# Written request
Repeat precisely, and only, the lines between the line containing "Each instance receives one point. Mark the white dress" and the end of the listing below, both ends included.

──────

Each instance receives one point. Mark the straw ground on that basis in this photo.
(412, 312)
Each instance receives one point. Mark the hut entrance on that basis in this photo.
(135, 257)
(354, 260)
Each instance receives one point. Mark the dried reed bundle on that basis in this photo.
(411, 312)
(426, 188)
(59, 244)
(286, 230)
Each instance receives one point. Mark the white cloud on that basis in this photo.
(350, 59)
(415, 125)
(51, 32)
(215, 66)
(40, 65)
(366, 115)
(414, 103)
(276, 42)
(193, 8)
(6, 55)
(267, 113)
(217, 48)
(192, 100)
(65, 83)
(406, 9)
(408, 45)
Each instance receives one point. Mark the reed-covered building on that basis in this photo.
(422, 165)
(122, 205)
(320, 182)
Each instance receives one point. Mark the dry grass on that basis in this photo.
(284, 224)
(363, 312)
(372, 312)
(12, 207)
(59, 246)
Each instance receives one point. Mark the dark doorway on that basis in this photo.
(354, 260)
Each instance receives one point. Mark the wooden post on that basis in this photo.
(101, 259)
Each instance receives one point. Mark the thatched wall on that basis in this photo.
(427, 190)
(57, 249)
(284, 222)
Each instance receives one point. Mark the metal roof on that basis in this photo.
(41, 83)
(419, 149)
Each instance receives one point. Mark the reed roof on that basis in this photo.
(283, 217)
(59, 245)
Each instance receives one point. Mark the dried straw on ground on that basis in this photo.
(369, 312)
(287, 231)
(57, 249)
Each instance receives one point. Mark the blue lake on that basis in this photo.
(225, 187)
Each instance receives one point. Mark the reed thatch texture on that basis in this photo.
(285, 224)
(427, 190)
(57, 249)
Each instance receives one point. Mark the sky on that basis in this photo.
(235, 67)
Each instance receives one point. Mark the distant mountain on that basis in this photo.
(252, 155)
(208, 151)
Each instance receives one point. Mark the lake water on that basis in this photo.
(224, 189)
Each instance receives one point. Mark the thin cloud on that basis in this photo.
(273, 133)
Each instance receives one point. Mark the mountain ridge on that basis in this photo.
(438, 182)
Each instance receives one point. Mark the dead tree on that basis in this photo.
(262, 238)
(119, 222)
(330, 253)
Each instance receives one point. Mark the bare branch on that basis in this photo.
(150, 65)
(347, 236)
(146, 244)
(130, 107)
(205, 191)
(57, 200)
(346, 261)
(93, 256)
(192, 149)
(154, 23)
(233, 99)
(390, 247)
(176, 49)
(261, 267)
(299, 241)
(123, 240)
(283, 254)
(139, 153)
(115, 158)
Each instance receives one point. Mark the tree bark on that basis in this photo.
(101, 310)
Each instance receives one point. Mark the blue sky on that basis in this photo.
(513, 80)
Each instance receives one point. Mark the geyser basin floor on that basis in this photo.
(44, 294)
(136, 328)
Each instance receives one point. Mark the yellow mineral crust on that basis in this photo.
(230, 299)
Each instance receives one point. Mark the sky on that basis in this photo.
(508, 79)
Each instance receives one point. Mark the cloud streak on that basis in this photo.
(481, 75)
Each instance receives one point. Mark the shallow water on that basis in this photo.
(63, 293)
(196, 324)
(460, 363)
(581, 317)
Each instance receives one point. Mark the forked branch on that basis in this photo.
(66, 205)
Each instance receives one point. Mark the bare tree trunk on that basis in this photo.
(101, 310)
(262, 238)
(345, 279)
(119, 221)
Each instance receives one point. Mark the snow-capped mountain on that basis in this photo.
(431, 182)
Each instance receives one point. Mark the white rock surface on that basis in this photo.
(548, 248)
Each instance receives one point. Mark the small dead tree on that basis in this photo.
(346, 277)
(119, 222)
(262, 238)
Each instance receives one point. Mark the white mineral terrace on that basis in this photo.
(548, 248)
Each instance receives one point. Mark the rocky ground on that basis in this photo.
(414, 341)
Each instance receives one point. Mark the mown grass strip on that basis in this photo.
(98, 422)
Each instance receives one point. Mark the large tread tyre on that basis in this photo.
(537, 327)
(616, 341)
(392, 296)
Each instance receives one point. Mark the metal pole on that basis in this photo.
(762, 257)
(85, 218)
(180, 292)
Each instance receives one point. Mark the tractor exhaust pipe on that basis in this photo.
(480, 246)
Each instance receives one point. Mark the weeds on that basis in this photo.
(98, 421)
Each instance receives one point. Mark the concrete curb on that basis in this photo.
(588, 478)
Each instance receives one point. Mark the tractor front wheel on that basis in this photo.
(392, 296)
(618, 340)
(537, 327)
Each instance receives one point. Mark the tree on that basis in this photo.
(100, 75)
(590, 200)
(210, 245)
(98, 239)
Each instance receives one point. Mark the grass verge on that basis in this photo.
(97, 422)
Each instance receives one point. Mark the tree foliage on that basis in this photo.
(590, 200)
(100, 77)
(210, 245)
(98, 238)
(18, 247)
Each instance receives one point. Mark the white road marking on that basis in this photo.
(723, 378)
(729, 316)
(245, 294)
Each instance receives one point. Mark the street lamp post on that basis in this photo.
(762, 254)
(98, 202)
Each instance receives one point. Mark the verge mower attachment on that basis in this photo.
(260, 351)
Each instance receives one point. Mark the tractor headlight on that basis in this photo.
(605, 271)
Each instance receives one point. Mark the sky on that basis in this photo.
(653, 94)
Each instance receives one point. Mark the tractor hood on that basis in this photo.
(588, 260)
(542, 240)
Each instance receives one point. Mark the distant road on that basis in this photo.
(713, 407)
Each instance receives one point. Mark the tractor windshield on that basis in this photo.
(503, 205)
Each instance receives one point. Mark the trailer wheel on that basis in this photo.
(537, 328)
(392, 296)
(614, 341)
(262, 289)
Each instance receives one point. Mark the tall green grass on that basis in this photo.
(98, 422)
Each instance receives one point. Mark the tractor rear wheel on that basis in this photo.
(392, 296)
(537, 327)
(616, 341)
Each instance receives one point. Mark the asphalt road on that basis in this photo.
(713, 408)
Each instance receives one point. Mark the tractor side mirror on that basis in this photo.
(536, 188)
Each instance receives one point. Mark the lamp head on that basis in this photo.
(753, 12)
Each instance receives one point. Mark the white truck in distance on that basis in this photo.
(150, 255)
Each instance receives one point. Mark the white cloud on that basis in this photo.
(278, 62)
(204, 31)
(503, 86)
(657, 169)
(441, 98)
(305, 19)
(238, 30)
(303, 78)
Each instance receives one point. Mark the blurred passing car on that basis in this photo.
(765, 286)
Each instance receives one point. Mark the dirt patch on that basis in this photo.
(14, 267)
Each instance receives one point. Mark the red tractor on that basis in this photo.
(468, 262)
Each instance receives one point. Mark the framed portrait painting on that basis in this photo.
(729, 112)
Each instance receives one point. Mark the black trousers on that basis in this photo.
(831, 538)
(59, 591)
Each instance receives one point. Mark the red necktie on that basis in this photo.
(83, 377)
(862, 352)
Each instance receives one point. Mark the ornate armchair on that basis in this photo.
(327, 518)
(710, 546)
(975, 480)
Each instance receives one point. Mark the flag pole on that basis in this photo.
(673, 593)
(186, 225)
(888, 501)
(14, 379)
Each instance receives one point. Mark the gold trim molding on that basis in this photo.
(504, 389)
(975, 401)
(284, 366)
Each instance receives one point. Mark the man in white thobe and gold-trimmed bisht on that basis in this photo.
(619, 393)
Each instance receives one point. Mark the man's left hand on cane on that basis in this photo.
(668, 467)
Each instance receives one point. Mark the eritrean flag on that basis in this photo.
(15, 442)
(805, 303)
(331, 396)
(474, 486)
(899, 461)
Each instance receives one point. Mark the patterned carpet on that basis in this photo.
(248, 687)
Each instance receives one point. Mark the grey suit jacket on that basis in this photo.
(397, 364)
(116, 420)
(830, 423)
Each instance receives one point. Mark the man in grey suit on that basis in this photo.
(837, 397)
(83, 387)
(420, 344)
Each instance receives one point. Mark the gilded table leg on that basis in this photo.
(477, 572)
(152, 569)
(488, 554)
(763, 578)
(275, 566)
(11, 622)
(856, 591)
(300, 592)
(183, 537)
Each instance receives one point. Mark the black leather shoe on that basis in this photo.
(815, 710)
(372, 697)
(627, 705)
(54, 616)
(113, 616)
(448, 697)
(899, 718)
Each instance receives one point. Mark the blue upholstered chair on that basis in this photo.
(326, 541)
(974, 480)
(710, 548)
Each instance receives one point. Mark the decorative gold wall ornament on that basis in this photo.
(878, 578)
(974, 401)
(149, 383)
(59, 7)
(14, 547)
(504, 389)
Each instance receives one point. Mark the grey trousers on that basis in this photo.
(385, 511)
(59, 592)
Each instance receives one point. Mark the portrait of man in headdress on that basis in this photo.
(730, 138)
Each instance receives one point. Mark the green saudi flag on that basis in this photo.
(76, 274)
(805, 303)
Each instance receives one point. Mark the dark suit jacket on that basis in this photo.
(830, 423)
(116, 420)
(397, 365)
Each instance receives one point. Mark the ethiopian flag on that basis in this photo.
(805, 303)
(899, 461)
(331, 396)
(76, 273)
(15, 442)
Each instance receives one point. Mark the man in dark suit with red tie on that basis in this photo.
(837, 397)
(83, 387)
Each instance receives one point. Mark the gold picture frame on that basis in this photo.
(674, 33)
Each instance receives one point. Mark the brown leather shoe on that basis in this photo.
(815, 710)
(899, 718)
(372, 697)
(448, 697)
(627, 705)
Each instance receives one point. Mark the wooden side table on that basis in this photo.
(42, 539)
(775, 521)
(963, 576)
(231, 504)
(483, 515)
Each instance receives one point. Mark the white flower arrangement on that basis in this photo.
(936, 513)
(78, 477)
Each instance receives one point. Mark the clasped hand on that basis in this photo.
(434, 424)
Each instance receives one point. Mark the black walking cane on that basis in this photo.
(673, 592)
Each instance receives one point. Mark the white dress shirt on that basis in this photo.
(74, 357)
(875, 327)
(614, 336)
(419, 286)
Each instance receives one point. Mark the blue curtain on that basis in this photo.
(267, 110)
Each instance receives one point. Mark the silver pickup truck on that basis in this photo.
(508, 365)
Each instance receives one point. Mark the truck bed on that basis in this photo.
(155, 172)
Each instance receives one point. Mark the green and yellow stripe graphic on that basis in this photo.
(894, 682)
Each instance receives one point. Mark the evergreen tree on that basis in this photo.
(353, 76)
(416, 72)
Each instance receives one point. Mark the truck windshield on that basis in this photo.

──────

# The solution
Each instance receives one point. Mark the white dress shirt on that basis in this photo.
(74, 357)
(875, 327)
(614, 336)
(419, 286)
Each instance receives one point. Mark the blue curtain on that basis in this photo.
(267, 110)
Each instance receives one point. Mark the silver pickup truck on that basis in this photo.
(508, 365)
Each instance receives one point. Mark the truck bed on that basis in this photo.
(155, 172)
Each instance receives one point. Mark the green and yellow stripe graphic on that basis in this photo.
(894, 682)
Each instance receives one point. Mark the evergreen tree on that basis in this photo.
(353, 76)
(416, 72)
Each instance receives one point. Mark the truck windshield on that basis in this photo.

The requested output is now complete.